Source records
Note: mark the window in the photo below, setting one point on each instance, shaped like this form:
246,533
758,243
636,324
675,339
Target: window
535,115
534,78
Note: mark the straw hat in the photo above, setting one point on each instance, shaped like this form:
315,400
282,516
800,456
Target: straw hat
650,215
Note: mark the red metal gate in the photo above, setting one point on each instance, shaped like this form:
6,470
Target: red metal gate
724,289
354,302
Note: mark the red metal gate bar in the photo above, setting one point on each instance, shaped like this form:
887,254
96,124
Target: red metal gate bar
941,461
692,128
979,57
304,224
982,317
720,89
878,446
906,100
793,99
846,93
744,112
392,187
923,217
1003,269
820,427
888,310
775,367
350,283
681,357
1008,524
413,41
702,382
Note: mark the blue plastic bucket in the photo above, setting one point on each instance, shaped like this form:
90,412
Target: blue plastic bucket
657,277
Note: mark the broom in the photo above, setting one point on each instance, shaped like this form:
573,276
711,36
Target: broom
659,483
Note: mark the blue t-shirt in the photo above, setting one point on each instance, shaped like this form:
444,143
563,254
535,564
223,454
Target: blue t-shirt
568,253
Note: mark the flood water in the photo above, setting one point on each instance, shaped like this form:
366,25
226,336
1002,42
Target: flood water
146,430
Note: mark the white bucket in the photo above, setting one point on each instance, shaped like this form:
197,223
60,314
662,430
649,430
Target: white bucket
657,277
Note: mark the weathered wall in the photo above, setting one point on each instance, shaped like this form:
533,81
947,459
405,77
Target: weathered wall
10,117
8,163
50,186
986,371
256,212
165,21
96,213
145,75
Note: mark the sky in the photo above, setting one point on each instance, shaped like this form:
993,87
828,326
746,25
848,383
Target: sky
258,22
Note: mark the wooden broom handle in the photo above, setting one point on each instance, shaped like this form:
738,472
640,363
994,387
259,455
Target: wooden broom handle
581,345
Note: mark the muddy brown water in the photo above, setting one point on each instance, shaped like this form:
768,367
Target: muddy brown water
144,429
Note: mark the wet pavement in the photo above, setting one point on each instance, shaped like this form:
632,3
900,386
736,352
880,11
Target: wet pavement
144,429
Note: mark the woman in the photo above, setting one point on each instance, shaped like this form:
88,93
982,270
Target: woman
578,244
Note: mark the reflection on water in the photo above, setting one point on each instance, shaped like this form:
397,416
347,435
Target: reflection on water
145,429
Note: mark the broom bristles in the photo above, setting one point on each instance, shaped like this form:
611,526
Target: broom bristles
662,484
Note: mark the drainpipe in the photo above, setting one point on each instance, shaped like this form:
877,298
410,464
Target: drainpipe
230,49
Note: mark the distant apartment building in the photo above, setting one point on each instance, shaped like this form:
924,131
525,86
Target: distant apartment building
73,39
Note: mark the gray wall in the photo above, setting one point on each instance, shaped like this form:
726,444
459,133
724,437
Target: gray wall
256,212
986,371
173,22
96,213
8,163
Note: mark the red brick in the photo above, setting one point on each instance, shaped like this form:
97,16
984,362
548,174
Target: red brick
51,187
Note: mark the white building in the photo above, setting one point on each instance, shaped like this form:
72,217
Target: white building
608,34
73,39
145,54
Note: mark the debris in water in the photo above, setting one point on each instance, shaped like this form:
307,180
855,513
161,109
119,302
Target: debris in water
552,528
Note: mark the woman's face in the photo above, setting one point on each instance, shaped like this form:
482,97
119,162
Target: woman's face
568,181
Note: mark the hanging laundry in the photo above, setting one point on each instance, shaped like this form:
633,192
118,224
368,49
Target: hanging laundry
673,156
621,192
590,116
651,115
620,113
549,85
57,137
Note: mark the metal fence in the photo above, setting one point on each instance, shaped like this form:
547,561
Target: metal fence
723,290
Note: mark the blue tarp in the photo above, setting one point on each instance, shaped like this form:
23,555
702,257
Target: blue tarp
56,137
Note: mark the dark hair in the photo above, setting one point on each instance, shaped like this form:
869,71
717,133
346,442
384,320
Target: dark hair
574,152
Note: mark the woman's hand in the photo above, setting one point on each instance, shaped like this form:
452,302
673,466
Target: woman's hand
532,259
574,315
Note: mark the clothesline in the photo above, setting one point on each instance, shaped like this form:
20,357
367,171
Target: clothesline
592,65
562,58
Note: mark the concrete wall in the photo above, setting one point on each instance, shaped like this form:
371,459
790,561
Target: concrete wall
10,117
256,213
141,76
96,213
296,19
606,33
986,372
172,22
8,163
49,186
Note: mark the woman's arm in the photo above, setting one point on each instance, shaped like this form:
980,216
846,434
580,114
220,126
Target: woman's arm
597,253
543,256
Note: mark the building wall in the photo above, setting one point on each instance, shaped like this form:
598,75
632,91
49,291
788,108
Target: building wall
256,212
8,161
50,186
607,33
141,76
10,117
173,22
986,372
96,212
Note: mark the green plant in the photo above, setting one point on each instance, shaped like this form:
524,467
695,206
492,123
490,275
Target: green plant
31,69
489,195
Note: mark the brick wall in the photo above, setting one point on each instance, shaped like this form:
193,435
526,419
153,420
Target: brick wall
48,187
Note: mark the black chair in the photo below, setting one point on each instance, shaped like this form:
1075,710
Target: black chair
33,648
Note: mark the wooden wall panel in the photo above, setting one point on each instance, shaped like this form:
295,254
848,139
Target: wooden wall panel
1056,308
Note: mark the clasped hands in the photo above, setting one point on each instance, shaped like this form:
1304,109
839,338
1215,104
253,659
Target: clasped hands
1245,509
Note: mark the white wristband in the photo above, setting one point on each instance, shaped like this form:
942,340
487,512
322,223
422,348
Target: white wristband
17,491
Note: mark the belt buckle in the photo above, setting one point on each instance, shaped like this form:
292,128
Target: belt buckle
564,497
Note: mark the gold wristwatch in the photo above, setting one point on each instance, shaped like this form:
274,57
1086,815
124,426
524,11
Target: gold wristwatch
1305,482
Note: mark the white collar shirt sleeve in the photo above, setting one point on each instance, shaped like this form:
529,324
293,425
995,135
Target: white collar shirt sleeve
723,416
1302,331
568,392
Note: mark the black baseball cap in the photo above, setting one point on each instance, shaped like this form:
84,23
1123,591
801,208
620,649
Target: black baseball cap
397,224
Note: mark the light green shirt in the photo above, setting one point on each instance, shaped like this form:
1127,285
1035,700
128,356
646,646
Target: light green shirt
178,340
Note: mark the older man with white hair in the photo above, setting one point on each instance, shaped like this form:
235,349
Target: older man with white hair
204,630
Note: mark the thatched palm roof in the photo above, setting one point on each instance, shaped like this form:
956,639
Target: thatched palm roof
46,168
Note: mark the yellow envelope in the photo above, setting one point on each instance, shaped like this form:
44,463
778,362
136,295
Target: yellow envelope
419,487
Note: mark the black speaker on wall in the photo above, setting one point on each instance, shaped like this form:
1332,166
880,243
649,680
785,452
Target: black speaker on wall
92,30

◆ Work instructions:
Above are some records; repeat all of them exactly.

◆ Response below:
Note: mark the window in the photo below, setting one point on each instance, shaped like this form:
246,533
758,243
636,324
675,339
Target: window
535,115
534,78
Note: mark the straw hat in the photo above, setting one point on each instance, shaped like this form:
315,400
282,516
800,456
Target: straw hat
650,215
Note: mark the red metal gate in the photo above, setting one point on each instance, shaped like this form:
6,470
Target: red metal gate
724,289
354,302
Note: mark the red metal gate bar in the photo above, setting one point on each instance, shaped like this form:
887,254
96,124
Target: red metal gate bar
941,461
692,128
979,57
304,224
982,317
720,89
878,446
906,100
793,99
846,93
744,112
392,187
923,217
1003,269
820,427
888,310
775,367
350,283
681,357
1008,524
413,41
702,382
Note: mark the blue plastic bucket in the photo above, setting one point on each instance, shaped like this form:
90,412
Target: blue plastic bucket
657,277
Note: mark the broom in the photo above, setting one point on each instance, shaped like this form:
573,276
711,36
Target: broom
659,483
Note: mark the blue t-shirt in the photo above, setting one point on each instance, shaped like this form:
444,143
563,254
535,564
223,454
Target: blue t-shirt
568,253
Note: mark the flood water in the photo above, setting one point on each instance, shaped like this form:
366,25
226,336
1002,42
Target: flood water
146,430
Note: mark the white bucket in the photo above, setting one point on each instance, shaped like this form:
197,223
60,314
662,430
649,430
Target: white bucket
657,277
Note: mark the weathered wall in the photo above, setting one point on each instance, shaped like this form:
533,81
947,459
405,77
Target: weathered wall
10,117
8,163
50,186
986,371
256,212
165,21
96,213
145,75
Note: mark the sky in the photo above, setting one point on each instance, shaped like this form:
993,87
828,326
746,25
848,383
Target: sky
258,22
Note: mark the wooden broom handle in the photo above, setting one point on each instance, shaped like this form:
738,472
640,363
994,387
259,455
Target: wooden broom handle
581,345
Note: mark the muddy brown water in the photo above, setting one point on each instance, shaped like this form:
768,367
Target: muddy brown water
144,429
Note: mark the wet pavement in the photo above, setting one point on each instance, shaped like this form:
632,3
900,386
736,352
880,11
Target: wet pavement
144,429
Note: mark the woman in the photo above, setting one point on each instance, shaped like this form:
88,93
982,270
Target: woman
578,244
Note: mark the reflection on water in the photo above, setting one point on each instance, shaped like this form:
397,416
347,435
Target: reflection on water
145,429
Note: mark the broom bristles in the photo above, setting one point on each instance, shaped like this form:
611,526
Target: broom bristles
662,484
Note: mark the drainpipe in the photo above, setting one point on each instance, shaped like this form:
877,298
410,464
Target: drainpipe
230,49
Note: mark the distant apartment building in the photo above, setting one point on each instance, shaped like this form:
924,131
525,86
Target: distant apartment building
73,39
Note: mark the gray wall in the photo above, setting one point on each instance, shaped like this form:
726,444
459,133
724,437
Target: gray wall
256,212
986,371
173,22
96,213
8,163
Note: mark the red brick in the photo above, setting one point on each instance, shaped like this form:
97,16
984,362
548,174
Target: red brick
51,187
Note: mark the white building in the photo above, setting one point on each instance, shaped like this form:
72,217
Target: white building
608,34
73,39
145,54
Note: mark the debris in water in the photo above, setting one point on each instance, shaped like this form:
307,180
855,513
161,109
119,302
Target: debris in water
552,528
Note: mark the woman's face in the photo above, setting one point on each instance, shaped like this form:
482,97
119,162
Target: woman's face
568,181
Note: mark the hanging laundry in the photo above, setting one point on each instance, shaped like this form:
633,192
118,224
368,49
Target: hanging laundry
673,156
621,192
590,116
651,115
620,113
549,85
57,137
Note: mark the metal fence in the photo above, setting one point on each instance, shaped like this form:
547,561
Target: metal fence
723,290
Note: mark the blue tarp in the photo above, setting one point on each instance, shaped like this form:
23,555
702,257
Target: blue tarp
56,137
Note: mark the dark hair in the photo above, setting one point on each instance, shaped like this form:
869,71
717,133
346,442
384,320
Target: dark hair
574,152
Note: mark the woman's hand in the photo above, setting one point on each instance, shaped like this form:
452,302
673,466
Target: woman's hand
532,259
574,315
Note: mark the clothesline in the photo above, setting one point on each instance, shaped like this form:
20,357
367,171
Target: clothesline
592,65
562,58
Note: mark the concrete wall in the photo above, setting one point on each instance, shaped like this form:
371,459
790,561
Target: concrete wall
10,117
256,213
141,76
96,213
296,19
606,33
986,372
172,22
8,163
49,186
Note: mark the woman's arm in the photo above, setting one point on each instance, shaped like this form:
980,216
846,434
580,114
220,126
Target: woman's arm
597,253
543,256
Note: mark the building wall in the photo above, setting one point on each instance, shaped like this form:
598,75
632,91
49,291
788,108
Target: building wall
256,212
8,161
50,186
607,33
141,76
10,117
173,22
986,372
96,212
Note: mark the green plant in the photo above, setting one point on each instance, shaped like this form:
524,467
695,206
492,123
490,275
Target: green plant
31,69
489,195
Note: mark the brick wall in the photo above, setting one point on each instance, shaped like this form:
193,435
526,419
153,420
Target: brick wall
48,187
Note: mark the black chair in the photo below, setting one point on each instance, shaped like this form:
1075,710
Target: black chair
33,648
Note: mark the wooden wall panel in the photo above, setting one point on each instance, shaped like this form:
295,254
848,139
Target: wooden wall panel
1056,308
Note: mark the clasped hands in the photo above, setting one point on each instance, shaped like this form:
1304,109
839,338
1215,104
253,659
Target: clasped hands
1245,509
Note: mark the white wristband in the photo above, setting one point on each instance, shaped like this form:
942,340
487,512
322,223
422,348
Target: white wristband
17,491
Note: mark the belt buckle in the photo above, setting one point on each instance, shaped like this form:
292,128
Target: belt buckle
564,497
Note: mark the gold wristwatch in the photo above, setting one point on each instance, shaped like this form:
274,57
1086,815
124,426
524,11
Target: gold wristwatch
1305,482
Note: mark the white collar shirt sleeve in the photo above, setting one point on each instance, shaped like this form:
529,324
293,425
995,135
Target: white collar shirt sleeve
723,416
1302,331
568,392
Note: mark the black baseball cap in the photo above, setting one point on each instance, shaped like this form:
84,23
1123,591
801,208
620,649
Target: black baseball cap
397,224
Note: mark the light green shirt in the photo above, setting one point on each instance, shaped like this form:
1127,285
1035,700
128,356
646,646
Target: light green shirt
178,340
Note: mark the older man with white hair in the photo above, setting one point on each instance, shaped like this form:
235,349
Target: older man with white hair
204,630
Note: mark the thatched palm roof in the photo above, setting one point on each instance, shaped like this form:
956,639
Target: thatched palm roof
46,168
Note: mark the yellow envelope in the photo above, setting one point on each instance, shaped like this form:
44,463
778,362
136,295
Target: yellow envelope
419,487
Note: mark the black speaker on wall in the photo above, setting one point on each instance, shaped like this form:
1332,166
880,243
649,680
785,452
Target: black speaker on wall
92,30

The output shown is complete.